Point-per-instance localization data:

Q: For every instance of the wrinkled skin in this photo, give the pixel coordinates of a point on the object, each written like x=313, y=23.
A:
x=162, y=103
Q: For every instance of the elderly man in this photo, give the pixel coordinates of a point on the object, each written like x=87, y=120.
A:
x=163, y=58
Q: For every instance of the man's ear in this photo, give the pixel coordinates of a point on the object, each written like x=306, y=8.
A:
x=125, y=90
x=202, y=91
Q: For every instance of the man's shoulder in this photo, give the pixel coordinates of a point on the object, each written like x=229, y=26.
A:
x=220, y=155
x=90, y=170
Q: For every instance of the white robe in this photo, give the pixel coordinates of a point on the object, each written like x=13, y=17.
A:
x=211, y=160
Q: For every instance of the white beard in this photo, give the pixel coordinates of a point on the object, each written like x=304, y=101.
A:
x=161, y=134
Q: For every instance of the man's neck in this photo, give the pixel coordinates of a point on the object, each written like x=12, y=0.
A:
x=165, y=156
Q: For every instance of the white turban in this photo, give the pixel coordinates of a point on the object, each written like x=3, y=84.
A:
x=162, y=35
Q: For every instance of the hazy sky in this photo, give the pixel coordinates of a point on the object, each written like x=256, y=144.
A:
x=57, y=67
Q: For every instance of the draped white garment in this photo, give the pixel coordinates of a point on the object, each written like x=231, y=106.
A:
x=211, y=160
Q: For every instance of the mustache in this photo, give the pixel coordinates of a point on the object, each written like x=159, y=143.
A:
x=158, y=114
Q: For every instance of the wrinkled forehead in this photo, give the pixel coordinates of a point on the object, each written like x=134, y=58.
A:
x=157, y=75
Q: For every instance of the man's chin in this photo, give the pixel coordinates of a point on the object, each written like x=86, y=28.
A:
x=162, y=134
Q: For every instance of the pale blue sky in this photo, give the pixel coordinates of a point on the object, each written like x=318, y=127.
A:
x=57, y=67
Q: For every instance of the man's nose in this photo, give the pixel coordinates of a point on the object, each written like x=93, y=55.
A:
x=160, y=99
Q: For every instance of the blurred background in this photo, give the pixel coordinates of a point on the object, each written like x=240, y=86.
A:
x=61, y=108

* * *

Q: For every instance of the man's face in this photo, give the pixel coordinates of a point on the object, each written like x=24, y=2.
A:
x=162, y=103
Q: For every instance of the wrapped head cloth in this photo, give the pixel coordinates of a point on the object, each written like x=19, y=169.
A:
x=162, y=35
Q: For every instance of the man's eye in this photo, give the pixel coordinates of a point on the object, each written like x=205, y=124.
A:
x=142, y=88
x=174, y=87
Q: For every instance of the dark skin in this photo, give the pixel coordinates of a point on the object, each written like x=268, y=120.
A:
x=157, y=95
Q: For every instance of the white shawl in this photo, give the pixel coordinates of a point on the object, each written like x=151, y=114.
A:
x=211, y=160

Assignment
Wherever the string "white" occurs in the data, copy the line that holds it.

Solution below
Q: For every instance of the white robe in this photo, give the pixel coordinates of a point on the object, each written like x=13, y=17.
Q: For every instance of the white beard in this photo, give the pixel coordinates of a point on the object, each written like x=304, y=101.
Q: For every instance of the white turban in this photo, give the pixel coordinates of a point on the object, each written like x=3, y=84.
Q: For every instance of the draped white garment in this photo, give the pixel coordinates of a point on the object, each written like x=231, y=106.
Q: For every instance of the white shawl in this photo, give the pixel coordinates of a point on the object, each written like x=151, y=114.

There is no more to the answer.